**STATED GOAL:** Change "ski pole" to "trekking pole" throughout the data below, and leave every other part of it unchanged.
**** INPUT
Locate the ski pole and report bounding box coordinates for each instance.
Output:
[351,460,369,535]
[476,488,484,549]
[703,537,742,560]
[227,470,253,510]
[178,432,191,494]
********
**TASK RESPONSE:**
Locate the trekking pole and report bounding box coordinates for each instance.
Output:
[351,460,369,535]
[476,488,484,549]
[703,537,742,560]
[227,470,253,510]
[178,432,191,494]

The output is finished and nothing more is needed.